## REQUIRED ACTIONS:
A – Duplicate the portion of the post about THE DEBT between "A personal note" and "over that one!", inclusive.
B – Answer these questions from the post about THE DEBT:
(i) Which award did the novel win?
(ii) Which chapter of RWA is thanked?
(iii) About how many words long is the novel said to be?

## TEXT SHOWN:
=======

I would have loved to find a picture for “walking on air,” but since I couldn’t, “walking on water” will have to do. But it’s apt. When we walk with the Lord in obedience, aren’t we walking on water?

I had some good news in my email box this morning. Heard from a friend that my novel, THE DEBT, won the National Readers’ Choice Award last night. And since I wasn’t at the ceremony to say anything, (clearing throat, tapping microphone), let me say that it was an honor to be nominated with the other inspirational category finalists: Colleen Coble, Denise Hunter, Arlene James, and Deborah Raney. They are my sisters in the Lord and they glorify Him with their voices and their talents. I’d also like to thank the Oklahoma chapter of RWA for recognizing that women not only have hearts that yearn to be fed, but spirits, too.

A personal note about THE DEBT: I’ve written sixty-seven (sixty-eight?) novels, and this was one of the few that came to me in a heartbeat. I had other things on the back burner, but the Lord said to me, “Write this one . . . now.” And so I did. It’s one of the shortest novels I’ve ever written–barely 70,000 words, if memory serves–and yet I struggled and prayed over every word. I wrote with a literal trembling in my bones, because the lesson of THE DEBT was one I was–and still am–learning. I remember asking my prayer team to pray long and extra-hard over that one!

=======

## MATERIAL SHOWN:
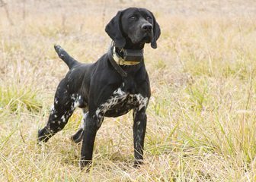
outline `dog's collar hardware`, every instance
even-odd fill
[[[140,63],[143,59],[143,49],[134,50],[134,49],[125,49],[122,48],[120,52],[123,53],[123,57],[119,55],[116,52],[116,46],[114,42],[112,42],[110,46],[110,51],[114,60],[119,65],[133,66]]]
[[[116,52],[116,47],[113,46],[113,58],[119,65],[133,66],[140,63],[143,58],[143,49],[121,49],[123,54],[123,58]]]
[[[126,85],[127,74],[120,67],[122,65],[137,65],[143,59],[143,50],[132,50],[132,49],[122,49],[121,52],[123,53],[123,58],[117,55],[116,52],[116,47],[112,42],[107,55],[110,62],[111,63],[114,68],[120,74],[122,77],[123,85],[122,86],[124,89]]]

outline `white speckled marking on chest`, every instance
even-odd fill
[[[127,100],[126,100],[127,99]],[[149,99],[143,97],[141,94],[130,94],[123,92],[121,88],[116,89],[113,95],[107,100],[106,102],[101,104],[96,110],[95,115],[97,117],[102,117],[111,108],[115,105],[122,103],[124,100],[126,100],[126,103],[133,103],[138,105],[138,111],[146,107],[148,104]]]

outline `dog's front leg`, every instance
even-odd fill
[[[85,128],[83,134],[83,141],[81,150],[80,167],[83,169],[86,165],[91,164],[93,148],[96,136],[96,133],[100,128],[103,121],[103,117],[98,117],[95,115],[86,115],[84,119]]]
[[[134,167],[143,163],[144,138],[147,117],[145,109],[133,110]]]

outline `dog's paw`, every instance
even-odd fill
[[[81,170],[85,170],[88,172],[92,167],[91,160],[80,160],[79,166]]]
[[[60,46],[54,44],[54,49],[56,52],[59,52],[59,51],[61,51],[62,49]]]
[[[72,135],[71,136],[71,140],[75,143],[78,143],[82,141],[82,136],[83,136],[83,133],[84,133],[84,130],[80,128],[76,133],[75,134]]]

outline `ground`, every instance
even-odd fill
[[[255,181],[256,2],[0,1],[0,181]],[[107,118],[93,168],[80,171],[77,111],[46,145],[54,92],[68,71],[61,45],[95,61],[117,11],[144,7],[162,28],[145,49],[152,86],[145,165],[133,168],[132,115]]]

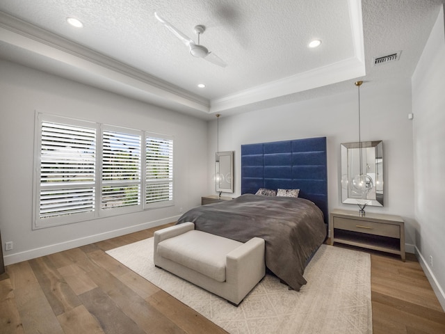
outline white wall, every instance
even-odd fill
[[[360,89],[362,139],[383,141],[385,206],[366,211],[401,216],[406,224],[407,250],[414,253],[414,181],[411,83],[365,82]],[[341,143],[358,141],[358,97],[353,82],[344,93],[266,110],[220,118],[220,151],[235,151],[235,193],[241,192],[241,145],[326,136],[330,210],[358,210],[341,203]],[[209,127],[209,174],[216,150],[216,121]],[[210,177],[209,177],[210,178]],[[215,194],[214,185],[208,188]]]
[[[416,246],[445,309],[444,30],[442,7],[412,77],[412,110]]]
[[[0,230],[3,245],[14,242],[6,264],[175,221],[200,204],[206,122],[2,61],[0,101]],[[174,136],[175,205],[32,230],[35,110]]]

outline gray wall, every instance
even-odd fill
[[[412,77],[416,246],[445,308],[445,33],[437,17]],[[431,263],[431,257],[432,263]]]
[[[0,229],[3,244],[14,242],[6,264],[175,221],[206,192],[203,120],[1,61],[0,101]],[[33,231],[35,110],[174,136],[175,205]]]
[[[220,119],[220,150],[234,150],[235,193],[241,191],[241,145],[301,138],[326,136],[327,141],[330,210],[358,210],[341,203],[341,143],[358,141],[357,90],[353,82],[344,93],[274,109]],[[367,207],[367,212],[401,216],[406,223],[406,244],[414,253],[414,180],[411,82],[365,82],[360,90],[362,139],[383,141],[385,206]],[[209,131],[209,156],[216,150],[216,122]],[[212,138],[213,136],[213,138]],[[212,161],[209,160],[210,174]],[[214,194],[209,184],[209,193]]]

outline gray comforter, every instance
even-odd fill
[[[202,205],[186,212],[177,223],[245,242],[266,241],[266,265],[289,287],[300,291],[313,253],[326,237],[321,210],[304,198],[245,194],[232,200]]]

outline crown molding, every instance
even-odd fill
[[[0,40],[124,86],[124,90],[134,88],[139,95],[143,93],[149,98],[166,100],[169,104],[173,102],[209,111],[207,99],[3,12],[0,12]]]
[[[210,113],[221,112],[366,75],[362,3],[356,0],[348,0],[348,6],[353,35],[353,57],[233,95],[213,99],[210,102]]]

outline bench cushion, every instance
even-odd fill
[[[243,243],[195,230],[161,241],[159,255],[218,282],[225,281],[227,255]]]

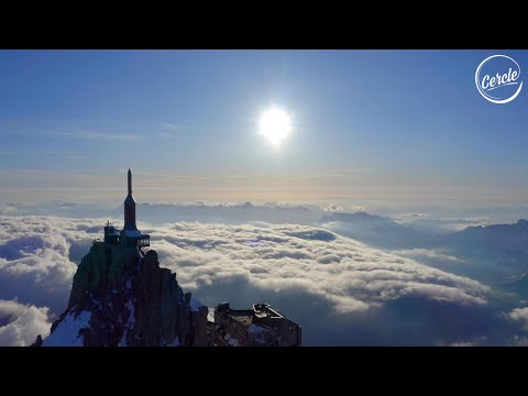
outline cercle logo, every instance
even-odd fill
[[[492,103],[508,103],[522,89],[520,66],[506,55],[488,56],[476,68],[475,85],[483,98]]]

=======

## RESPONSES PER TASK:
A –
A personal note about THE DEBT: I’ve written sixty-seven (sixty-eight?) novels, and this was one of the few that came to me in a heartbeat. I had other things on the back burner, but the Lord said to me, “Write this one . . . now.” And so I did. It’s one of the shortest novels I’ve ever written–barely 70,000 words, if memory serves–and yet I struggled and prayed over every word. I wrote with a literal trembling in my bones, because the lesson of THE DEBT was one I was–and still am–learning. I remember asking my prayer team to pray long and extra-hard over that one!

B –
(i) The National Readers' Choice Award
(ii) The Oklahoma chapter
(iii) Barely 70,000 words